### EXERCISE DETAILS
Copy the following listing word for word.

### RECORDS SUPPLIED
++++++++++++++++++++

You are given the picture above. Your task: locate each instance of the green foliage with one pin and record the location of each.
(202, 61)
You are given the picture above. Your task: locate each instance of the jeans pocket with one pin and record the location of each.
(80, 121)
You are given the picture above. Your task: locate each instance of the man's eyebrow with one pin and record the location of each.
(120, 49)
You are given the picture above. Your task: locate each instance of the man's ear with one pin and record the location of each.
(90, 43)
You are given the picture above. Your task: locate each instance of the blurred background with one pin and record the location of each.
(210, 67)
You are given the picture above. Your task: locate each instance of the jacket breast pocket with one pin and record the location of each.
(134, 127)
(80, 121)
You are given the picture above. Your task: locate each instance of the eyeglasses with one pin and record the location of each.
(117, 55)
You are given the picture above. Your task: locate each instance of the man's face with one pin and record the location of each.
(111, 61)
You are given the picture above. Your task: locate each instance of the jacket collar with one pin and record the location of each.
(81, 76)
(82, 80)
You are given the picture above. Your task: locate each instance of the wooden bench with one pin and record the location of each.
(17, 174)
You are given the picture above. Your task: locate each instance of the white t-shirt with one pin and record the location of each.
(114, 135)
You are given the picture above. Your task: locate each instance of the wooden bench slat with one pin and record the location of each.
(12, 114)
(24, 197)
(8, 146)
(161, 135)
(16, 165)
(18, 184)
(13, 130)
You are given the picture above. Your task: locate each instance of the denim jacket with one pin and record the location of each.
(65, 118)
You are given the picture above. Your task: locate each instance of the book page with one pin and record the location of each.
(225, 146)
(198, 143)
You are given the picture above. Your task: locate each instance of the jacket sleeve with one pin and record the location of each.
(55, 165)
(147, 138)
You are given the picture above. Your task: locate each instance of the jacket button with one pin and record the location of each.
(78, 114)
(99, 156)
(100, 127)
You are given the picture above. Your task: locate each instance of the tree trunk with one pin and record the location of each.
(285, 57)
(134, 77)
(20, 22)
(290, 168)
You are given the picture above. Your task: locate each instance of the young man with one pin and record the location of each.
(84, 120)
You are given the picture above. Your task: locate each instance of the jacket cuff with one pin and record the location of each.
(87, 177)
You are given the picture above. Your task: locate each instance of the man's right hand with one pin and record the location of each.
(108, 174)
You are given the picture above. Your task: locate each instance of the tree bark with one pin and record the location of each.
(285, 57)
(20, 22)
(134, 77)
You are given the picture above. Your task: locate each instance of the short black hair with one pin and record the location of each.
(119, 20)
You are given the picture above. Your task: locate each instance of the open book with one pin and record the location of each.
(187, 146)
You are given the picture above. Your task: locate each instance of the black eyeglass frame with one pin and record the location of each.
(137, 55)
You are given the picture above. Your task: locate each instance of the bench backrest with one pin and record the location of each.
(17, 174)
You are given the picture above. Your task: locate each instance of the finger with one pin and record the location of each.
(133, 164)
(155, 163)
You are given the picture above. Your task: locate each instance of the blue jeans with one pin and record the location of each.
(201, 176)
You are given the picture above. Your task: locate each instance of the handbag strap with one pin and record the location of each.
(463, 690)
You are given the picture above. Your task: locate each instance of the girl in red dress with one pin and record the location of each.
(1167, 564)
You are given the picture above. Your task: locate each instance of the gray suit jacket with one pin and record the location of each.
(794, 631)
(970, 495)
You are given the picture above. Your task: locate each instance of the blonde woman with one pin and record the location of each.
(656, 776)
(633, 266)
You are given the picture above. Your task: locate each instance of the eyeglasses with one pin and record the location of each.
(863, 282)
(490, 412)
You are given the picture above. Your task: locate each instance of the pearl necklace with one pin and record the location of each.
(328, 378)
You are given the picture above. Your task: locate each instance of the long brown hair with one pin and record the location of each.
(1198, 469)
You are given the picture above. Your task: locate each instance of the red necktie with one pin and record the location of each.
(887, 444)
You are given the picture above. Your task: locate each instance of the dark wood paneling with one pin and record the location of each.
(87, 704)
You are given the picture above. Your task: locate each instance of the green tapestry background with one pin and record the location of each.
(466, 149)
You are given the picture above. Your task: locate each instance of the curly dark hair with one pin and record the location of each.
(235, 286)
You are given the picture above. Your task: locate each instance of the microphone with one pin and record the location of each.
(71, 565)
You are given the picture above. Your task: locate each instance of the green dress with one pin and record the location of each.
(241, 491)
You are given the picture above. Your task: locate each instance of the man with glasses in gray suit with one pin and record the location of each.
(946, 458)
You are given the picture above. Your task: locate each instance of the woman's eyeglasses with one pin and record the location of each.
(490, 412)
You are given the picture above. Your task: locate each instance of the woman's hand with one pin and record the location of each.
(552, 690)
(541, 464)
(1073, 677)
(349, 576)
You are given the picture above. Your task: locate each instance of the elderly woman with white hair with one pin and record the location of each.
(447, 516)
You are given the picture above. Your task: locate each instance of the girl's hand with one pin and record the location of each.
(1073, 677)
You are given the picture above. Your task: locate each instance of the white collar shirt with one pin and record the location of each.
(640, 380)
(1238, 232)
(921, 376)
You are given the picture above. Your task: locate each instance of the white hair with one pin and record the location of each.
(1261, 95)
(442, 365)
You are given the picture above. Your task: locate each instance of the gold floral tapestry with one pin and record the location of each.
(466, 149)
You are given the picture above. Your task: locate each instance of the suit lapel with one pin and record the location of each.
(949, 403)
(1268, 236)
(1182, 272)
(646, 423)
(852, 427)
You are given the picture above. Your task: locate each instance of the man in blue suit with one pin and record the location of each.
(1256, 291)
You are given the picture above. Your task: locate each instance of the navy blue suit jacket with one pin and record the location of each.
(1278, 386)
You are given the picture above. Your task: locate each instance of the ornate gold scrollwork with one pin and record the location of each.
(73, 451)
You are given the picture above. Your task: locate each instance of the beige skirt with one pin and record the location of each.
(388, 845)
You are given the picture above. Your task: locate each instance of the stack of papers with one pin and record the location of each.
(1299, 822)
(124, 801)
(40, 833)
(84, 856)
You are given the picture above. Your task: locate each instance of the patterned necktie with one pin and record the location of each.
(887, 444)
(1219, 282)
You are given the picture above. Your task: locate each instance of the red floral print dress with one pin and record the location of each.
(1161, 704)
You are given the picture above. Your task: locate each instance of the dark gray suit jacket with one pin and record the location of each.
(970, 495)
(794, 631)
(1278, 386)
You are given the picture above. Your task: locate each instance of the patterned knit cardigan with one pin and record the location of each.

++++++++++++++++++++

### SOLUTION FOR THIS EXERCISE
You are given the picture above. Your task: locate each instance of the green foliage with one pin and record the location of each.
(202, 61)
You are given the picture above. Your task: locate each instance of the jeans pocket with one pin and record the location of each.
(80, 121)
You are given the picture above. Your task: locate each instance of the man's eyebrow with one pin and record the location of each.
(120, 49)
You are given the picture above. Your task: locate each instance of the man's ear with one pin and record the location of each.
(90, 43)
You are given the picture above. Your task: locate each instance of the blurred background with one pin and record the location of each.
(210, 67)
You are given the picture above. Your task: locate each instance of the jacket breast pocket with one pin and record the location of each.
(134, 127)
(80, 121)
You are given the picture above. Your task: locate each instance of the eyeglasses with one pin and record the location of each.
(117, 55)
You are given the picture above. Your task: locate each instance of the man's face with one pin and record the location of each.
(111, 61)
You are given the picture above. Your task: locate each instance of the jacket collar with one pin and record the location of each.
(81, 76)
(82, 80)
You are given the picture above. Your task: locate each instance of the wooden bench with one pin and record the location of each.
(17, 174)
You are given the picture above. Your task: locate each instance of the white t-shirt with one pin and record the location of each.
(114, 135)
You are given the picture above. Your task: locate each instance of the wooden bench slat with one pin and record the location of each.
(12, 114)
(24, 197)
(8, 146)
(161, 135)
(16, 165)
(18, 184)
(13, 130)
You are given the picture above. Your task: locate each instance of the denim jacket with one pin and record the location of each.
(65, 118)
You are given the picture above. Your task: locate each instance of the book page with one pin and record the location of each.
(225, 146)
(198, 143)
You are given the picture above. Your task: locate each instance of the jacket sleeve with one pin and record the location of each.
(55, 165)
(147, 138)
You are given the picture above. Your task: locate each instance of the jacket button with one pin and record the location of each.
(78, 114)
(99, 156)
(100, 127)
You are given the picture above. Your task: locate each instance of the tree trunk with one pin and record the location of each.
(285, 57)
(134, 77)
(20, 22)
(290, 168)
You are given the picture above. Your task: locate each instance of the young man with one pin and record the location of each.
(84, 120)
You are given the picture above. Your task: locate each instance of the jacket cuff with one pin and record the location of each.
(87, 177)
You are given the picture above. Your task: locate each instance of the man's right hand with one pin and record the location of each.
(108, 174)
You are given the picture above. Your task: locate each instance of the tree bark with one pin and record the location of each.
(285, 57)
(20, 22)
(134, 77)
You are given the picture above. Your task: locate each instance of the short black hair with one pin and record the location of each.
(119, 20)
You are given the picture above. Your task: locate each instance of the open book with one pin and record the location of each.
(187, 146)
You are given the picture above. Your task: locate each instance of the black eyeglass frame with one pin and record the location of each.
(137, 55)
You are given the picture above. Your task: locate each instance of the bench backrest with one pin and record the location of each.
(17, 174)
You are given the picture above. Your task: locate each instance of the finger with one pin and record the location of each.
(133, 164)
(155, 163)
You are given the picture above. Your task: locate each instance of the blue jeans with one pin and record the location of each.
(201, 176)
You are given the picture above. Your task: locate each instance of the handbag strap with one pin and record the location of each.
(463, 690)
You are given the picture above. Your task: locate each instance of the girl in red dress with one pin and record the location of each.
(1167, 564)
You are given the picture above. Your task: locate each instance of the gray suit jacket with one pin and record the location of each.
(794, 631)
(970, 495)
You are given the picture above. Your task: locate each instance of the blonde woman with one pin and record the location of each.
(656, 776)
(633, 266)
You are given the picture above. Your task: locate each instance of the eyeglasses with one pin and record the location of each.
(863, 282)
(490, 412)
You are given the picture above. Your task: locate each instance of the pearl necklace with one pin and record the location of each.
(328, 378)
You are given the picture above. Your task: locate each instance of the long brown hair with one pin and record the location of each.
(1198, 469)
You are given the picture above. Your task: locate each instance of the red necktie with one pin and record the location of each.
(887, 444)
You are given the picture above. Your task: locate each instance of the dark wood paneling with one pin and record the location of each.
(87, 704)
You are given the picture above. Your task: locate each instance of the green tapestry background with one pin and record the location of each.
(466, 149)
You are given the picture above. Your task: locate each instance of the curly dark hair with one pin and record the location of each.
(235, 286)
You are given the picture above. Your task: locate each instance of the microphone with one pin and record the location of each.
(71, 565)
You are given the picture above. Your task: locate each instance of the green dress with one pin and record the location of each.
(241, 491)
You are given the picture above. Your task: locate each instance of the man with glasses in gray suit with one pin and record the location of each.
(946, 458)
You are given the picture above. Your task: locate each instance of the woman's eyeglasses with one pin and record the location of each.
(490, 412)
You are given the picture above. Your task: locate each instance of the woman's hand with one pin and record the location of each.
(552, 690)
(541, 464)
(1073, 677)
(349, 576)
You are given the picture above. Your task: locate each instance of the elderly woman with white hair with one pin and record the location of each.
(447, 516)
You are given the picture above. Your task: locate each instance of the girl's hand with one pin and record the location of each.
(1073, 677)
You are given the picture above. Your task: locate each instance of the white collar shirt with one pin and record the location of each.
(640, 380)
(1238, 232)
(921, 376)
You are given the picture above. Your task: locate each instance of the white hair with one pin and record the location of each.
(1261, 95)
(442, 365)
You are given the picture above. Your task: locate each instance of the gold floral tapestry with one pin and record the location of each.
(466, 149)
You are given the picture above. Your task: locate each instance of the suit lapel with one pin and record the location of each.
(949, 403)
(1268, 236)
(1182, 272)
(646, 423)
(852, 427)
You are given the picture above. Your task: locate each instance of the man in blue suit with one pin and record the location of each.
(1256, 291)
You are given the picture above. Your task: locate each instance of the navy blue suit jacket with one pin and record the location of each.
(1278, 386)
You are given the picture above. Your task: locate each instance of the ornate gold scrollwork with one pin and record the location of each.
(73, 451)
You are given the picture above. Your task: locate each instance of the beige skirt with one pin and record the location of each.
(388, 845)
You are given the picture above. Your task: locate each instance of the stack of papers with one pin and record the location of each.
(1299, 822)
(124, 801)
(40, 833)
(84, 856)
You are given the picture above. Your task: locate each instance of the patterned necktie with one pin and record the location of each.
(887, 444)
(1219, 282)
You are given the picture above. Your task: locate each instance of the red floral print dress with one pin and record the location of each.
(1161, 704)
You are given the picture above. Your task: locate each instance of the dark gray suit jacket with one pin and record the location of each.
(970, 495)
(794, 631)
(1278, 386)
You are given the picture above. Your task: locate each instance of the patterned knit cardigan with one pin and record the location of each.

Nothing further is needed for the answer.